結婚の条件をめぐる記事について書かれた文章から、記事を読んだときの筆者の反応として「」でくくってあるせりふを、出てくる順にすべて書き出してください。

読む文章 ::
++++++++++

女性が挙げる結婚の条件に関する女性の無理解からみる「男性のゲタ」の幻想
男女がそれぞれ異性に対して希望する結婚の条件というのはメディアが取り上げる人気のテーマである。
この手の記事では男女ともに高望みをしているエピソードが紹介され、「この人たちの現状認識って狂っているな」と苦笑せざるを得ない場合が多々ある。あるいは逆に、記事を書いている論者自身の価値観が奇妙で「なんだこりゃ?」と感じる論考が、記事としてメディアに取り上げられることもある。そして、論者が統計やらなにやらを持ち出すにも関わらず「それ、現状認識の仕方がおかしくないですかね?」と言いたくなる記事もある。
つまり、「異性に求める結婚の条件」をテーマにした記事は、記事の質に関して玉石混交のジャンルといえる。とりわけ「石」側の記事に関してターゲットとする読者の性別で特徴がある印象だ。
男性向けのトンデモ記事はたいてい旧時代の遺物丸出しの価値観に基づく記事なので、一般的には時代遅れと認識されている記事の価値観を共有するトンデモ読者をターゲットにした記事なのだろう。一方で、女性向けのトンデモ記事に関しては、男性のそれと同様に一見してトンデモ読者向けの奇妙な価値観に基づく記事と分かる記事もあるのだが、価値観がおかしいのではなく現状認識に誤りがあるためにトンデモ記事になっている、一般読者向けの記事がちょくちょく見受けられる(まぁ、男性向けでもそういう一般読者向けのトンデモ記事はあるのだろうけれども)。つまり、一般読者に誤解を振りまく記事は、女性向けの記事に多いような印象がある。

++++++++++

データ ::

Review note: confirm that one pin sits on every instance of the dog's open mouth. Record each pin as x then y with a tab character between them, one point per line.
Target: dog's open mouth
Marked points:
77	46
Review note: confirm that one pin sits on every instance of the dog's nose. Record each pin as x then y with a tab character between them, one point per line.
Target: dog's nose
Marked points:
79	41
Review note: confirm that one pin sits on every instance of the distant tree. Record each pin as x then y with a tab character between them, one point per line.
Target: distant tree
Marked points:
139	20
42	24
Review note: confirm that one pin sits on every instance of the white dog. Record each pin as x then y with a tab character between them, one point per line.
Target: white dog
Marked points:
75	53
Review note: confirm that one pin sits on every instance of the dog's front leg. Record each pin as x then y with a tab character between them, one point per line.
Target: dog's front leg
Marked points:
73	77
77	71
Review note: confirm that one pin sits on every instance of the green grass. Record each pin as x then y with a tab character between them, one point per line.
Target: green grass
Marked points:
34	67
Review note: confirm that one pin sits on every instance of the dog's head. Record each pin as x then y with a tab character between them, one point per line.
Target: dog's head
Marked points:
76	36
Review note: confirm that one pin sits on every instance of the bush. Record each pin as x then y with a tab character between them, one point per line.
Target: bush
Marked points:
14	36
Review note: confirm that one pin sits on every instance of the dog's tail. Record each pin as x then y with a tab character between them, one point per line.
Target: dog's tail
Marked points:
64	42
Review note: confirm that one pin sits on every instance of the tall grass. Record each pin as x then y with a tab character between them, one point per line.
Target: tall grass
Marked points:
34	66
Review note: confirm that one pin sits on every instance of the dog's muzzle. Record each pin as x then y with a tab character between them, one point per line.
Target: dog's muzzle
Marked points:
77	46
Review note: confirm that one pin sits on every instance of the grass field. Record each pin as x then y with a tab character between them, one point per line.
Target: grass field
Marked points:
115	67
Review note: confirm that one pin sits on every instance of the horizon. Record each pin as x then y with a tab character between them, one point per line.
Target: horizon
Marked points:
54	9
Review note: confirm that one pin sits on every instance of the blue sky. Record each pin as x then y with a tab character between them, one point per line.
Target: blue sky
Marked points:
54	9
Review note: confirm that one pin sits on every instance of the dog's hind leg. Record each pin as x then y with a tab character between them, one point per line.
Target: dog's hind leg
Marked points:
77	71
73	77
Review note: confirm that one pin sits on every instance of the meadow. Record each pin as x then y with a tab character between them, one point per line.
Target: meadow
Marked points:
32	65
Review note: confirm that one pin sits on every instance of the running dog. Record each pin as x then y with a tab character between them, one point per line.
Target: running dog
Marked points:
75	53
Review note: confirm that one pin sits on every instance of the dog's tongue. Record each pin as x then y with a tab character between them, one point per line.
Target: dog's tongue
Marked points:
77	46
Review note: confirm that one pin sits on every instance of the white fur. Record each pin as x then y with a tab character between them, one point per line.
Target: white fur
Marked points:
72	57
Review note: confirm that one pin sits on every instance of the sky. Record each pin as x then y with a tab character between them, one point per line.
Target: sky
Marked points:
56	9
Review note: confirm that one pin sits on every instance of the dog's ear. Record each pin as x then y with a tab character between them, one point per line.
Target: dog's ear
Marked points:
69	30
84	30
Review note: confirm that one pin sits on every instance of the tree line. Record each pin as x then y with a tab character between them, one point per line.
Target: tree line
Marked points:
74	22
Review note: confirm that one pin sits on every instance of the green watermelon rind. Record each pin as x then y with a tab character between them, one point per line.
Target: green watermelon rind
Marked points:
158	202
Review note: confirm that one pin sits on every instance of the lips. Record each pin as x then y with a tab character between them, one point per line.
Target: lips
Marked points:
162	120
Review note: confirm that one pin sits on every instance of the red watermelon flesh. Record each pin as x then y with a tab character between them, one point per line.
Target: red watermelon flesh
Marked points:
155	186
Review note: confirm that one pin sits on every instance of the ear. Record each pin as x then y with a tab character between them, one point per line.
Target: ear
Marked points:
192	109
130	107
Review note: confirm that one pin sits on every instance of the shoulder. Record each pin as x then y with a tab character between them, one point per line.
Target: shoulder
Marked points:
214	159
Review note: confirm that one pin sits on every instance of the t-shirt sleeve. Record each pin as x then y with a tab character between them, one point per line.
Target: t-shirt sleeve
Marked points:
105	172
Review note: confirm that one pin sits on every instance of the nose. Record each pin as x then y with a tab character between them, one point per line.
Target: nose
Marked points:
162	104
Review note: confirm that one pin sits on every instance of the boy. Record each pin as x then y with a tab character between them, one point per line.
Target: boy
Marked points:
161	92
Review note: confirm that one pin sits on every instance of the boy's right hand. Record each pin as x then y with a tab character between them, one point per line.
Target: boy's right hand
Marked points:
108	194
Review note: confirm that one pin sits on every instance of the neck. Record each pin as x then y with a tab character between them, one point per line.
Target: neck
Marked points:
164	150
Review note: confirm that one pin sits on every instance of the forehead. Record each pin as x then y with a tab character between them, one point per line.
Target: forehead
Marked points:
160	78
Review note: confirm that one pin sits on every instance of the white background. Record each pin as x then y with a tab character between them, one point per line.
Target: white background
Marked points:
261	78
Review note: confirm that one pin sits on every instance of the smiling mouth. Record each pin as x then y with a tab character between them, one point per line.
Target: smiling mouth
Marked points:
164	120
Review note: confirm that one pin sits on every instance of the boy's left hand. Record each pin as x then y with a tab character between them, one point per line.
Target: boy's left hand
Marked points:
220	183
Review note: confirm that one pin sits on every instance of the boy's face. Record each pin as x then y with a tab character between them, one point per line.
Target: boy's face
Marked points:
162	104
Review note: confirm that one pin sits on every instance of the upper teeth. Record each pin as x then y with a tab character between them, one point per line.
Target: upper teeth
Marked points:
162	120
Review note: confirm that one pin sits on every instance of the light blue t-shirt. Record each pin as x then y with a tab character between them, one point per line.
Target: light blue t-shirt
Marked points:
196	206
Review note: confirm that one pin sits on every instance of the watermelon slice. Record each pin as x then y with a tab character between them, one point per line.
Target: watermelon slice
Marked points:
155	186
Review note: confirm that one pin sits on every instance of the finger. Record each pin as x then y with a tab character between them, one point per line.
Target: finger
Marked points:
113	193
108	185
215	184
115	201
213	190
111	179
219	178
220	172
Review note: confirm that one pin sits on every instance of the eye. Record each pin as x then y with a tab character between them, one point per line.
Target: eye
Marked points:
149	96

++++++++++

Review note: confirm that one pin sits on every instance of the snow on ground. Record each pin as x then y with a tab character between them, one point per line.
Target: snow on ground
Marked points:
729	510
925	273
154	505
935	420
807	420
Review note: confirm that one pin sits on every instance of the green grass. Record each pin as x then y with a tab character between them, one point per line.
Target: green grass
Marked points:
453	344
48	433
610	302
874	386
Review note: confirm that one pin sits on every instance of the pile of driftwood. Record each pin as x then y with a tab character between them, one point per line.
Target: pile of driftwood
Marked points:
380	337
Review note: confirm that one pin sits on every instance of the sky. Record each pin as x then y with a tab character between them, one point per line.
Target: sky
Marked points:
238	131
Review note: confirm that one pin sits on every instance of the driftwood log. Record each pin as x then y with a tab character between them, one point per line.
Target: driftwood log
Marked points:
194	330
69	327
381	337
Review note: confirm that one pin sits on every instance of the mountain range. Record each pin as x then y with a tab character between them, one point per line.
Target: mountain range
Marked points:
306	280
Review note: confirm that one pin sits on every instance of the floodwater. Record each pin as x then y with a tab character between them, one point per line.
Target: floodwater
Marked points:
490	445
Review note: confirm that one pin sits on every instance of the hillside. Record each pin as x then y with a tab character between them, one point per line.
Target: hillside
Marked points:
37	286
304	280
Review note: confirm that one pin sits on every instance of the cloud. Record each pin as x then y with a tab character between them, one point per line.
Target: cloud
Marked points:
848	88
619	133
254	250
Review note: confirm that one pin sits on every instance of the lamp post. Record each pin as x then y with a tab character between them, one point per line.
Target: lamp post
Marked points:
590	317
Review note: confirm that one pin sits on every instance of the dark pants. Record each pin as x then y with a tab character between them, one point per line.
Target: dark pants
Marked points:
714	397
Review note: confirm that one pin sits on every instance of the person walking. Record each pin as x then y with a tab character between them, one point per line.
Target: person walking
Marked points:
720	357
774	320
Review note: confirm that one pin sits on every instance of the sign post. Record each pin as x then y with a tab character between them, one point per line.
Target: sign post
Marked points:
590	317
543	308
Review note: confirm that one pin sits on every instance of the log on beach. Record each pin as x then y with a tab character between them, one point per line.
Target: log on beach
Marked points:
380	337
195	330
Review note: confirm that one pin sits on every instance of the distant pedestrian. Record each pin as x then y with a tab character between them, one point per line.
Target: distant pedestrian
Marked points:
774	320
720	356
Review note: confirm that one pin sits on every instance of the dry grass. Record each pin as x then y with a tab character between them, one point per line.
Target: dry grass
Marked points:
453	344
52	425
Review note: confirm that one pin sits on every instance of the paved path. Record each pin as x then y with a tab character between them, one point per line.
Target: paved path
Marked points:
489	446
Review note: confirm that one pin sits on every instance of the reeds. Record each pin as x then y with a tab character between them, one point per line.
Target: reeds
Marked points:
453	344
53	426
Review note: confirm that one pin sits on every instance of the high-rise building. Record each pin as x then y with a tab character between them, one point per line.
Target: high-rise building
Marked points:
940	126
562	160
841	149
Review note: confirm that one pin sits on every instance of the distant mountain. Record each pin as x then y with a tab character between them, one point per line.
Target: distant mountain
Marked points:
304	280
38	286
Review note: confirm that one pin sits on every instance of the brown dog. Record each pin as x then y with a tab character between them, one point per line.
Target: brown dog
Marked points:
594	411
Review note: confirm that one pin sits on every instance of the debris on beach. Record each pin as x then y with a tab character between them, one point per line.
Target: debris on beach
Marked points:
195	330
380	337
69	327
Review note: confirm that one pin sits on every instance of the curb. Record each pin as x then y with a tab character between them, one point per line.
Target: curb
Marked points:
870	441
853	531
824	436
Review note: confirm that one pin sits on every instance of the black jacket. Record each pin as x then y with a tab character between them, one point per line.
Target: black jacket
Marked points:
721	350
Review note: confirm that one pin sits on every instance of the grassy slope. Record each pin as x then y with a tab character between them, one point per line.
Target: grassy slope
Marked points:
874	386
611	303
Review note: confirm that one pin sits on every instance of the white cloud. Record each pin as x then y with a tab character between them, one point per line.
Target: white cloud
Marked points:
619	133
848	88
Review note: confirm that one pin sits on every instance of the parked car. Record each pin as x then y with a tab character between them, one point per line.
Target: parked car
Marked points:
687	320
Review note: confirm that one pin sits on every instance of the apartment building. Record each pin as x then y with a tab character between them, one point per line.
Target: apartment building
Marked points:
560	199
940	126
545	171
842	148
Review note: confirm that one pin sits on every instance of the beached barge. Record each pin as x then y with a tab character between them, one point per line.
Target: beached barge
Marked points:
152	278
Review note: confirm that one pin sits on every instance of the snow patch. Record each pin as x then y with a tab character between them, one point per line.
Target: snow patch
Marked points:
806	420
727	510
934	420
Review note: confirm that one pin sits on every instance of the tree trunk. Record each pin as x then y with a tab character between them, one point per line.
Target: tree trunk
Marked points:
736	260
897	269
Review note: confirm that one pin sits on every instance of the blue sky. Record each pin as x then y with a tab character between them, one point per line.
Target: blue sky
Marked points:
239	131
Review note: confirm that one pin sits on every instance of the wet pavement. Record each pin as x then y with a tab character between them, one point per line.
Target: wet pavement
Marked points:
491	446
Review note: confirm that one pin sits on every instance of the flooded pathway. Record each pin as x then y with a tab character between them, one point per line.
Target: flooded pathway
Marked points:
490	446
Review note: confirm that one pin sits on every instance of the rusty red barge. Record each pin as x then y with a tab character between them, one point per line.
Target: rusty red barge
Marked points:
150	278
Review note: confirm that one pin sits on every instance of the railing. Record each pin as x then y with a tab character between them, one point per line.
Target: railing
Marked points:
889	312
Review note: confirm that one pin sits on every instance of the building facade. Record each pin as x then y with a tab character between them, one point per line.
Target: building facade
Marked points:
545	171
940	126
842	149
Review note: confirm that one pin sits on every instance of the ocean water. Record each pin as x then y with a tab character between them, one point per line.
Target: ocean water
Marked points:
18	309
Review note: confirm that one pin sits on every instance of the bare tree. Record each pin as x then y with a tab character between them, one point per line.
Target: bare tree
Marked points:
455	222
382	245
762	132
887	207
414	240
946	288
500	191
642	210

++++++++++

解答 ::
・この人たちの現状認識って狂っているな
・なんだこりゃ?
・それ、現状認識の仕方がおかしくないですかね?